Coordinate annotation records

-- BEGIN --

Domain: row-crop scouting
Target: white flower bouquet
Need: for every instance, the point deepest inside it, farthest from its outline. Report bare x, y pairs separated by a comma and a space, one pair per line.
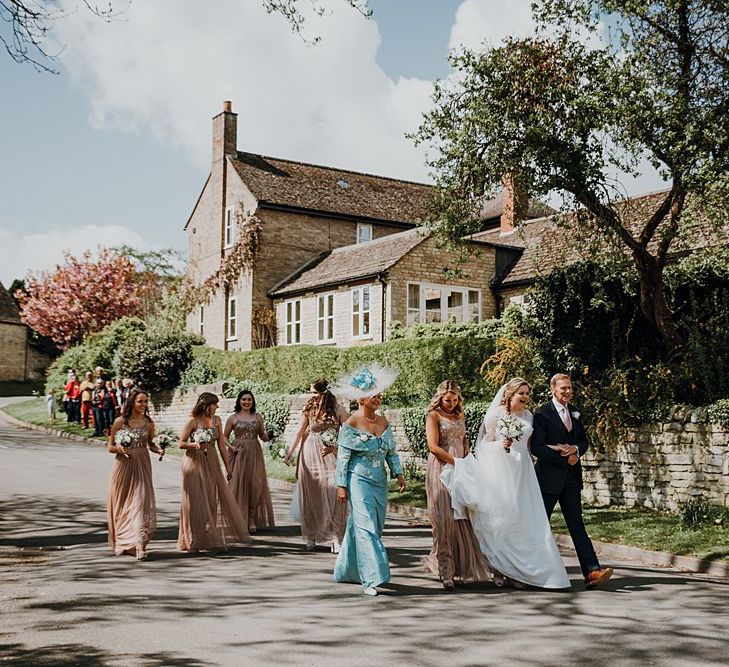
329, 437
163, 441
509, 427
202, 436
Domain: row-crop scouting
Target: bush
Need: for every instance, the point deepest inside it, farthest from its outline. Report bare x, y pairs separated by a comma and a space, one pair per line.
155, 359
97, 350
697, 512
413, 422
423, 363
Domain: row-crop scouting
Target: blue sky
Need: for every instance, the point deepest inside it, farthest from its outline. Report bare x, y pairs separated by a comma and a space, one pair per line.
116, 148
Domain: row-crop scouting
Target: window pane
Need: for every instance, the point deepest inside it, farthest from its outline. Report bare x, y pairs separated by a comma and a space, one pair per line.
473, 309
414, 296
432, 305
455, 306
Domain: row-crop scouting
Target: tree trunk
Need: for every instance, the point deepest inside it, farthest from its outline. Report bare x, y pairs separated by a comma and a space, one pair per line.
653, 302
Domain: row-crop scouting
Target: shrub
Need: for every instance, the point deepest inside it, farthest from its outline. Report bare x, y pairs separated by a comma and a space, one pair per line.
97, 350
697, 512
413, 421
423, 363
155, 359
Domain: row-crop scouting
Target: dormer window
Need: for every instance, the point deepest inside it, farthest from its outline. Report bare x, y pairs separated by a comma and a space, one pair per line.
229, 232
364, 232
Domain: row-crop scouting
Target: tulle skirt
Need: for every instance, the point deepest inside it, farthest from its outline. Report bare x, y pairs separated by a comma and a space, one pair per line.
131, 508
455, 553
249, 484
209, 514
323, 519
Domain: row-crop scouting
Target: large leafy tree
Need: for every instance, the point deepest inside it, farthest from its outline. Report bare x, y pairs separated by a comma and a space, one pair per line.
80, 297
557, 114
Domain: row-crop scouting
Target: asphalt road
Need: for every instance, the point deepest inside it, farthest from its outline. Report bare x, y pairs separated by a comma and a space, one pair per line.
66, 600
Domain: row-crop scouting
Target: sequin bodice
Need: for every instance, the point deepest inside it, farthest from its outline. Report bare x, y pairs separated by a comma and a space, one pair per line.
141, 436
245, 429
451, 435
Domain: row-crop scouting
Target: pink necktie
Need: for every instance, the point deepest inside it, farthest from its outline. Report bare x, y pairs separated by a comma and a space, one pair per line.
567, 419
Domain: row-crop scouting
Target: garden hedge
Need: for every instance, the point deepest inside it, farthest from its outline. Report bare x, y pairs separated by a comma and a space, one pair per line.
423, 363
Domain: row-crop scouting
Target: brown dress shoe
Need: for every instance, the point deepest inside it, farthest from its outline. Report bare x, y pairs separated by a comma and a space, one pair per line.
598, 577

-- END --

WHAT TO WORK ON: Please repeat the entries exactly. Do not include the pictures.

ANSWER BELOW:
Domain: row-crop scouting
Target: white flower bouquet
Need: for every instance, the point deepest inside it, farthest from its outline. Report bare x, y pairs separated by a comma and a space, one pair per line.
329, 437
163, 441
509, 427
202, 436
Domain: row-crop scouting
Target: bush
Need: for every instance, the point deepest inside it, farthest from its outline. Report bare x, y pairs separated by a comma and a space, one pair per line.
155, 359
97, 350
697, 512
413, 422
423, 363
Domain: row-crop scouting
Target: blue sky
Need: for every instance, the point deepest inside it, farthest from its outline. Report bare x, y pairs separated by a comma and a space, one pair per line.
116, 148
Domain: row-crop scouting
Target: window pane
Need: for every instance, the point deepest inside it, farthest from its outline. Report bare x, y pairs separated by a comma and a space, one pair per line.
473, 309
414, 296
432, 305
455, 306
Domain: row-crop scouting
Target: tree trunk
Need: for every instance, the point deepest inside it, farthest from its outline. Report bare x, y pairs separated by a comma and a space, one pair per line.
653, 302
Domain: row-crop scouting
Target: shrub
Need: for every instance, the point deepest inside it, farthest from its outline. Report bare x, y pairs separated by a comma and a space, one pair per line.
97, 350
697, 512
413, 421
423, 363
155, 359
Domain: row-crop scouting
Target: dormer window
Need: for every instance, the point deepest inside it, farthest from its outline. Report bare x, y pairs separated by a comma and a space, one pair per line.
229, 232
364, 232
Domain: row-crop scouting
Target: tulle skirt
Need: for every instance, the point deepest inside it, farthest from its outline. Report bare x, y pairs separated by a comma and a space, one pair per line.
131, 508
455, 553
249, 484
209, 514
323, 519
Domain: row-crop scouting
Target: large leafy tree
Need: for every instance, the point deepest inside it, farthest from its outline. Report bare x, y pairs separated by a comma and a space, one pair per line.
80, 297
557, 114
Domain: row-crop scouting
Target: asphalt road
Need: for every instance, the point deepest inside it, farthest from its outline. Report bare x, y pairs separated by a comma and a space, one pair per line.
66, 600
Domain: row-crop scouting
Target: sequin bodice
Need: for every instance, the point deepest inside it, farthest from its outline. Report bare x, y pairs separated by a comma and a space, one pair per line.
141, 436
245, 429
451, 435
Domain: row-crop scouting
Target: pink necktie
Need: for every instance, the point deepest inside it, farthest from its outline. Report bare x, y pairs separated by a comma and a space, one pair per line.
567, 419
Domain: row-crop scouting
Target: garden hedge
Need: for every instance, the point deepest inside it, farthest from its outline. Report bare x, y pairs separated by a comma and a space, one pair per line.
423, 363
Domain: row-crop scouting
Target: brown dress shoe
Need: for every instance, the point deepest inside it, farthest from its outline. Report bare x, y pairs separated by a comma and a space, one pair per line.
598, 577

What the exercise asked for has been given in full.